◆ **Exercise goal**:
Lay out all of the rows below as a numbered list, one line per entry, with blank lines omitted and the picture excluded.

[START Provided material]

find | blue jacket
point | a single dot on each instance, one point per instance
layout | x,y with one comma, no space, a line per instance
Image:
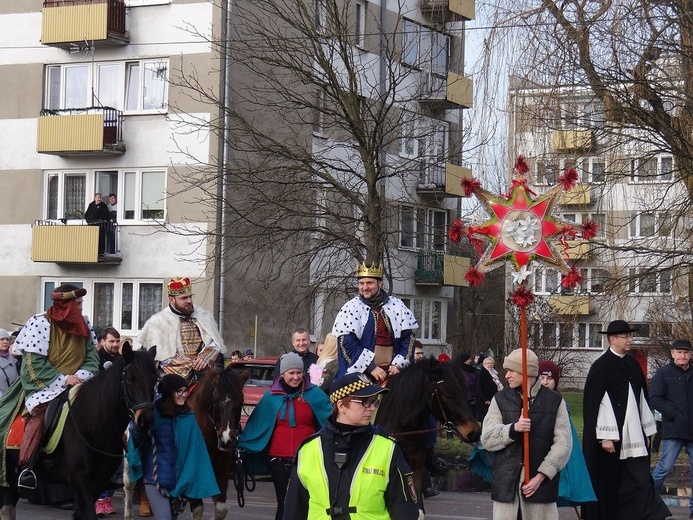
671,393
183,465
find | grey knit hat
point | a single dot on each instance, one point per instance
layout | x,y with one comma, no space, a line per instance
290,361
513,361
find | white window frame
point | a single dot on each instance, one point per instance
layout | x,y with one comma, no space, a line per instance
88,305
661,221
91,188
93,79
661,279
660,169
425,318
423,235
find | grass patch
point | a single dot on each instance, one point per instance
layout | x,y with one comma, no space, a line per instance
453,449
574,402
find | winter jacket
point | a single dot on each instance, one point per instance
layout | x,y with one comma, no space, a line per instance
671,393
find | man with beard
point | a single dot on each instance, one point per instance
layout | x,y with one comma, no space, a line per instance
187,337
617,426
374,330
57,349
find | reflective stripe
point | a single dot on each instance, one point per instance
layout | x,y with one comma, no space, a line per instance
367,488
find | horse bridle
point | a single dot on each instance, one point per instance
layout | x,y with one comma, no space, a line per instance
128,400
448,425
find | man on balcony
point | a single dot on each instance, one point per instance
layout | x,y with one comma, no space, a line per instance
374,330
97,214
187,337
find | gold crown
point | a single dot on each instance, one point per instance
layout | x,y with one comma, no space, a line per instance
178,286
372,271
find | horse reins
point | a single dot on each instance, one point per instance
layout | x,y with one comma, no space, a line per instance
448,426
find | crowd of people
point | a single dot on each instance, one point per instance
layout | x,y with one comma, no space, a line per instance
315,418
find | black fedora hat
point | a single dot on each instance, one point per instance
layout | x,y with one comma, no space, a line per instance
618,327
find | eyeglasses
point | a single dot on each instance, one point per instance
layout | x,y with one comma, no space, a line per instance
367,403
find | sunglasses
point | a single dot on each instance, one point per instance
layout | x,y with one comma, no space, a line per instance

[END Provided material]

◆ **Reply**:
1. find | blue jacket
2. point | a single dot on each instance, one point per instance
3. layout | x,y with one comma, no space, a line per instance
4. Image:
5. 671,393
6. 183,465
7. find | grey knit hat
8. point | a single dot on each instance, one point per instance
9. layout | x,y with one comma, no space, a line per instance
10. 290,361
11. 513,361
12. find | white window frame
13. point | a single dot on each instance, one point per instance
14. layout | x,y with one comma, no space, a line per instance
15. 88,305
16. 661,221
17. 91,188
18. 93,79
19. 661,279
20. 660,169
21. 425,318
22. 423,235
23. find | grass patch
24. point | a single dot on each instance, one point per instance
25. layout | x,y with one comma, no space, a line per instance
26. 453,449
27. 574,402
28. find | winter jacket
29. point | a single dot on each instance, one point per instance
30. layout | x,y with one comma, no space, a line per instance
31. 671,393
32. find | man with beard
33. point | a single dot on each instance, one point per instance
34. layout | x,y with one comma, no space, a line per instance
35. 187,337
36. 617,426
37. 374,330
38. 57,349
39. find | reflective stripe
40. point | a single dot on each instance, one point per instance
41. layout | x,y with one comma, no space, a line per instance
42. 367,488
43. find | horse bridle
44. point | a single dot on each instance, one point per instance
45. layout | x,y with one comma, no space, a line per instance
46. 128,400
47. 448,425
48. find | man on balcony
49. point | a single dot on each instance, one point per instance
50. layout | x,y with one comma, no space, a line per instance
51. 374,330
52. 97,214
53. 187,337
54. find | gold crown
55. point | a single dot on each instance, one point per instance
56. layout | x,y with one comma, no space, a line per instance
57. 178,286
58. 372,271
59. find | horse reins
60. point | a single dot on each instance, one point per instance
61. layout | x,y with one comma, no space, a line per instance
62. 448,426
63. find | crowd of people
64. point | a single dot on each instance, one point per instance
65. layout | x,y with one comma, no space, a line per instance
66. 315,418
67. find | black fedora hat
68. point | a single dot on each instance, one point per instance
69. layout | x,y with one comma, no space, a line per instance
70. 618,327
71. find | eyeglasses
72. point | a single dot on each instance, one point per instance
73. layout | x,y with one comma, no space, a line per instance
74. 367,403
75. find | sunglasses
76. point | a single dot on each instance, one point per instance
77. layout | x,y with one comma, no space, a line per instance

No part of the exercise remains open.